▶ _EXTRACTED ENTRIES_:
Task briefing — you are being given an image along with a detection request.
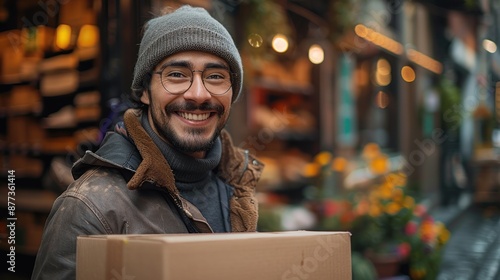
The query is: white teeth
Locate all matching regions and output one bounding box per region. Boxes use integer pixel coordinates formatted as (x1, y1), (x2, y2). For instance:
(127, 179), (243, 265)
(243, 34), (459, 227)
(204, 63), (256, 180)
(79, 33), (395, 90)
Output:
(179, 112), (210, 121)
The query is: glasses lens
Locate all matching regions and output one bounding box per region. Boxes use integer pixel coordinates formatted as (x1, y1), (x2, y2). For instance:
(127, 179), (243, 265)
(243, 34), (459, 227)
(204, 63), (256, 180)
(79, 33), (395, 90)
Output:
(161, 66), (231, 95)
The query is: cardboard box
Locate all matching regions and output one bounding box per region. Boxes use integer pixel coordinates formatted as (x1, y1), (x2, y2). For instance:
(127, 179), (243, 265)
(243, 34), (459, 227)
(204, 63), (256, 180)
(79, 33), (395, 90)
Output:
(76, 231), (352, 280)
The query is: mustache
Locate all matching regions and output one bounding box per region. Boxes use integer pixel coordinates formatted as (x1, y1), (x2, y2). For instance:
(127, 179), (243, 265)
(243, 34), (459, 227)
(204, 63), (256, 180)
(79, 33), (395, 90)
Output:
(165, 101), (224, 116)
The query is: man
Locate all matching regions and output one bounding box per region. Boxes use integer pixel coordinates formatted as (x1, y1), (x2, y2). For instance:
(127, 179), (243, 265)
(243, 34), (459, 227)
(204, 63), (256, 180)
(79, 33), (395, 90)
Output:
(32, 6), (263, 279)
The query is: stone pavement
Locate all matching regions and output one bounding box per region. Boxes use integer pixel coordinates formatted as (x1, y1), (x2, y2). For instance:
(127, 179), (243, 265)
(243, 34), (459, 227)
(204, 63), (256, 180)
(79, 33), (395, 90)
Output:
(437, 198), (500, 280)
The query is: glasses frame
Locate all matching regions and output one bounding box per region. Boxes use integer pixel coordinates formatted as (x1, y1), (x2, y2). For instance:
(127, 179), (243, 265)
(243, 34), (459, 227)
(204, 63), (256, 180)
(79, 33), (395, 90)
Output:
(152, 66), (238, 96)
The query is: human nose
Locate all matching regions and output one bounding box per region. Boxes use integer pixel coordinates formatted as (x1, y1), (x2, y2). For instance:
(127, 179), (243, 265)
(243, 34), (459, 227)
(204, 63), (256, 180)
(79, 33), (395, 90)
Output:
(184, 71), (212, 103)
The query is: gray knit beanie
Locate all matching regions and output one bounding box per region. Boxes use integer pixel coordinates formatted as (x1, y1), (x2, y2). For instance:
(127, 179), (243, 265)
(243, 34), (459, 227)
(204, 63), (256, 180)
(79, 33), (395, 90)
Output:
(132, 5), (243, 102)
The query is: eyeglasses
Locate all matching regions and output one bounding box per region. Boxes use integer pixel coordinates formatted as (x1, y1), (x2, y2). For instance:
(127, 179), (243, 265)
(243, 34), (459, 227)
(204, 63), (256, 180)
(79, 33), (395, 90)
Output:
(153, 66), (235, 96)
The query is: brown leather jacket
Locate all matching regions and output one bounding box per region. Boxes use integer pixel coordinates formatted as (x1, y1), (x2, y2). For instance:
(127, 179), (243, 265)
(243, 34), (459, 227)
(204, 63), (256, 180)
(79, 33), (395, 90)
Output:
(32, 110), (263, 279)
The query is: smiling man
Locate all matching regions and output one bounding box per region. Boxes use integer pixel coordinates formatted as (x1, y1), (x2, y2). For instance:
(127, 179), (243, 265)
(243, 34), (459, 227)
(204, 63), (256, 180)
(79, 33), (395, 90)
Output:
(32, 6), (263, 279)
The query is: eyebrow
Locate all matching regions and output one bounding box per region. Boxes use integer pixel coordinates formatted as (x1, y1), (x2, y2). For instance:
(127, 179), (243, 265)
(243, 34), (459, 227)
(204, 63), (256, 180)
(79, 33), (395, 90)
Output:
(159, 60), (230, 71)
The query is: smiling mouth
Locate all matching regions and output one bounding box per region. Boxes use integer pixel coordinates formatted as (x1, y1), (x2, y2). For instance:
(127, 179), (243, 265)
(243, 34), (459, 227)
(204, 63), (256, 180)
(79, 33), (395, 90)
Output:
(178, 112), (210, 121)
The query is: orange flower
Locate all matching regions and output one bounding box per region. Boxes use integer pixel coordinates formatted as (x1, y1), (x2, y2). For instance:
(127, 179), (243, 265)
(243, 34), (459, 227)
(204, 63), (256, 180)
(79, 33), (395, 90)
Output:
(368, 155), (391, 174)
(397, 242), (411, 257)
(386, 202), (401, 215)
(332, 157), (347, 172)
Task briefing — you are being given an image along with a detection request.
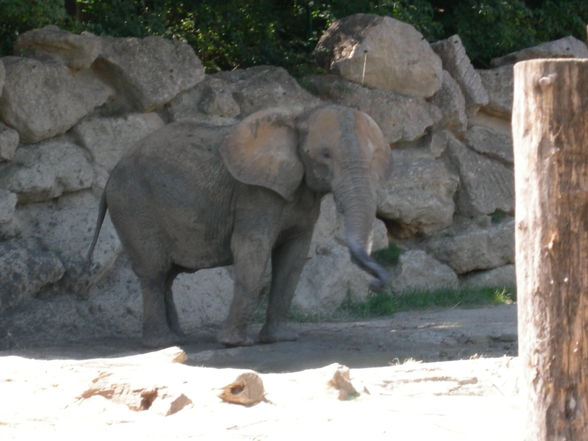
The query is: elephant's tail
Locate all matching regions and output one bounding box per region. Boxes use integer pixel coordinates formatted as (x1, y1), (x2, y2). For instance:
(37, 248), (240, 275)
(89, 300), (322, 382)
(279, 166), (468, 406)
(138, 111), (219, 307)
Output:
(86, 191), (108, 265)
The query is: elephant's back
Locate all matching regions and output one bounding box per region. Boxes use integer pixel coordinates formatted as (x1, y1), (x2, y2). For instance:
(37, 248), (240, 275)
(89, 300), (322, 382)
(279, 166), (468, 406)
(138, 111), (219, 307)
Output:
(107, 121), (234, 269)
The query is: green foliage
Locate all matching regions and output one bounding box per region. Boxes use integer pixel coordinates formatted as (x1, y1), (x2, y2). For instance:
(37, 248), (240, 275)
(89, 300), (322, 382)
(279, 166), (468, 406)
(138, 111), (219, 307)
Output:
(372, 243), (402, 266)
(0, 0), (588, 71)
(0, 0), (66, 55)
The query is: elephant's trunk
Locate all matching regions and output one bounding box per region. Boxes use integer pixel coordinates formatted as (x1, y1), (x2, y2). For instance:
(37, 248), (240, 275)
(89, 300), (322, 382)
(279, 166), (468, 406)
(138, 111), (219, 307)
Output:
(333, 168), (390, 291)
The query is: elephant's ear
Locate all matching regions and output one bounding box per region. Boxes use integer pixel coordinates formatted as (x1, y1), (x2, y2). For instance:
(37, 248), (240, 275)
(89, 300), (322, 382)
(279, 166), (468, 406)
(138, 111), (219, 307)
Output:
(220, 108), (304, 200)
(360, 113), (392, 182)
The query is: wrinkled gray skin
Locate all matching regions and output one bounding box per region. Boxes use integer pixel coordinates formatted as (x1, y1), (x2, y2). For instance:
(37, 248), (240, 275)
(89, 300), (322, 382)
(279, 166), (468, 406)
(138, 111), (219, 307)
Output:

▶ _WRITTEN INSTRUCTION_:
Reproduce all of the records above word for word, omitting the pictures.

▶ _COMPLETED TASK_:
Task briefing — you are being given an image along with a detection request.
The query is: white teeth
Locate all matching regions and output one bounding box per region. Boxes use integer pixel coordinates formatted as (x1, y1), (x2, y2). For instance:
(127, 179), (243, 265)
(243, 34), (459, 227)
(204, 63), (256, 180)
(79, 33), (395, 90)
Output:
(179, 112), (210, 121)
The query is: glasses lens
Locate all matching regions and output one bounding box per region. Boxes use integer pixel coordinates formatted as (x1, y1), (x2, y2). For instance:
(127, 179), (243, 265)
(243, 34), (459, 227)
(204, 63), (256, 180)
(79, 33), (395, 90)
Output:
(161, 66), (231, 95)
The query is: cardboard box
Locate all matching regions and output one bounding box per region. Boxes use integer pixel coordinates formatted as (x1, y1), (x2, y2). For instance:
(127, 179), (243, 265)
(243, 34), (459, 227)
(204, 63), (256, 180)
(79, 33), (395, 90)
Output:
(76, 231), (352, 280)
The query is: mustache
Locate all matching regions and output one bounding box per region. Boxes use integer pixel coordinates formatted as (x1, y1), (x2, y2). For instance:
(127, 179), (243, 265)
(243, 34), (459, 227)
(204, 63), (256, 180)
(79, 33), (395, 90)
Output:
(165, 101), (224, 116)
The query is: man
Locate all matching regions and output one bounding box per region. Boxes use integer pixel coordinates formatted as (x1, y1), (x2, y2). For instance:
(127, 179), (243, 265)
(243, 34), (459, 227)
(204, 63), (256, 180)
(79, 33), (395, 90)
Output:
(32, 6), (263, 279)
The query is: stone pavement
Locate all matching regions and output one bounding box per region. Boxes use integer pixel coordinates formatted as (x1, y1), (x2, y2). For instance:
(127, 179), (243, 265)
(243, 34), (459, 227)
(204, 63), (256, 180)
(79, 33), (395, 90)
Output:
(437, 198), (500, 280)
The query is: glasses frame
Locate all matching regions and output one bounding box per region. Boxes use integer pixel coordinates formatted as (x1, y1), (x2, y2). For instance:
(127, 179), (243, 265)
(243, 34), (459, 227)
(204, 63), (256, 180)
(79, 33), (395, 90)
Output:
(152, 66), (238, 96)
The query is: human nose
Locate all matching regions and output one bounding box per region. Boxes use integer pixel coordinates formatted as (x1, y1), (x2, y2). For instance:
(127, 179), (243, 265)
(243, 34), (459, 227)
(204, 63), (256, 180)
(79, 33), (395, 90)
Output:
(184, 71), (212, 103)
The query is: gray knit beanie
Locate all matching regions and output one bounding box per region. Boxes use integer pixel coordinates formatted as (x1, y1), (x2, y2). For instance:
(127, 179), (243, 265)
(243, 34), (459, 227)
(204, 63), (256, 180)
(79, 33), (395, 90)
Output:
(132, 5), (243, 102)
The query is: eyeglasses
Locate all matching regions and output one bounding box per region. Boxes use integer pixel coordinates formatted as (x1, y1), (x2, y2). For instance:
(127, 179), (243, 265)
(243, 34), (459, 227)
(204, 63), (256, 180)
(79, 33), (395, 90)
Output:
(153, 66), (235, 96)
The query is: brown leather jacket
Locate all matching regions and output one bounding box per region. Boxes use integer pixel coordinates formatted as (x1, y1), (x2, y2). For instance:
(127, 179), (243, 265)
(243, 34), (459, 227)
(204, 63), (256, 180)
(79, 33), (395, 90)
Output:
(32, 110), (263, 279)
The query is: smiling man
Locate all matching regions and output one bounding box per region. Boxes use integer pixel coordinates formatted as (x1, y1), (x2, y2). For instance:
(127, 179), (243, 265)
(243, 34), (459, 227)
(204, 63), (256, 180)
(79, 33), (395, 90)
Output:
(32, 6), (263, 279)
The query is: eyebrow
Locate all matching regions and output one bounding box per region. Boxes use integer pixel coordinates formatted as (x1, y1), (x2, y2). For instance:
(127, 179), (243, 265)
(243, 34), (459, 227)
(204, 63), (256, 180)
(79, 33), (395, 90)
Output:
(159, 60), (230, 71)
The query is: smiling mouth
Locate all matching regions and output one bounding box per region. Boxes use integer pixel coordinates formatted as (x1, y1), (x2, y2). For instance:
(127, 179), (243, 265)
(243, 34), (459, 227)
(204, 63), (256, 180)
(79, 33), (395, 90)
Output:
(178, 112), (210, 121)
The query is: orange flower
Locate all matching regions and output one bounding box per region. Boxes use integer pixel coordinates formatted as (x1, y1), (x2, y2). For instance:
(127, 179), (243, 265)
(243, 34), (459, 227)
(204, 63), (256, 180)
(79, 33), (395, 90)
Output:
(368, 155), (391, 174)
(397, 242), (411, 257)
(386, 202), (401, 215)
(332, 157), (347, 172)
Task briefing — you are being given an image along with a detection request.
The query is: elephant's tail
Locate all matching regions and output one bounding box per region. Boxes use integer pixel coordinates formatted as (x1, y1), (x2, y2). For instance:
(37, 248), (240, 275)
(89, 300), (322, 382)
(279, 166), (468, 406)
(138, 111), (219, 307)
Output:
(86, 191), (108, 265)
The query is: elephant's back
Locate all matching regions and output one bounding box per region. Boxes use integer pixel coordinates formatted as (x1, y1), (x2, y2). For instance:
(37, 248), (240, 275)
(89, 300), (322, 382)
(279, 166), (468, 406)
(138, 111), (219, 307)
Output:
(107, 121), (234, 269)
The query is: green foliage
Locate all matching regions and output one bounding box per region. Boxes use integer pixel coordinates formatted as (x1, y1), (x2, y2). For instance:
(37, 248), (240, 275)
(89, 300), (322, 382)
(279, 166), (468, 406)
(138, 111), (219, 307)
Output:
(372, 243), (402, 266)
(0, 0), (588, 71)
(0, 0), (66, 55)
The query is: elephant's trunk
Locate all matching regions and output one bounding box per region. Boxes use integer pixel coordinates formatted as (x1, y1), (x2, y2). For instance:
(37, 248), (240, 275)
(89, 300), (322, 382)
(279, 166), (468, 406)
(138, 111), (219, 307)
Output:
(333, 168), (390, 291)
The query is: elephant's ear
Locate all matching regions and output one bounding box per region. Boxes use integer pixel coordinates formatted as (x1, y1), (x2, y2). For instance:
(37, 248), (240, 275)
(89, 300), (322, 382)
(279, 166), (468, 406)
(138, 111), (219, 307)
Output:
(220, 108), (304, 200)
(360, 113), (392, 182)
The query is: wrinkled gray skin
Locate all matching regions and output one bounding box per region. Boxes use integer pixel coordinates formatted as (x1, y1), (x2, y2). For instance:
(37, 248), (240, 275)
(89, 300), (322, 382)
(279, 166), (468, 406)
(138, 111), (219, 307)
Output:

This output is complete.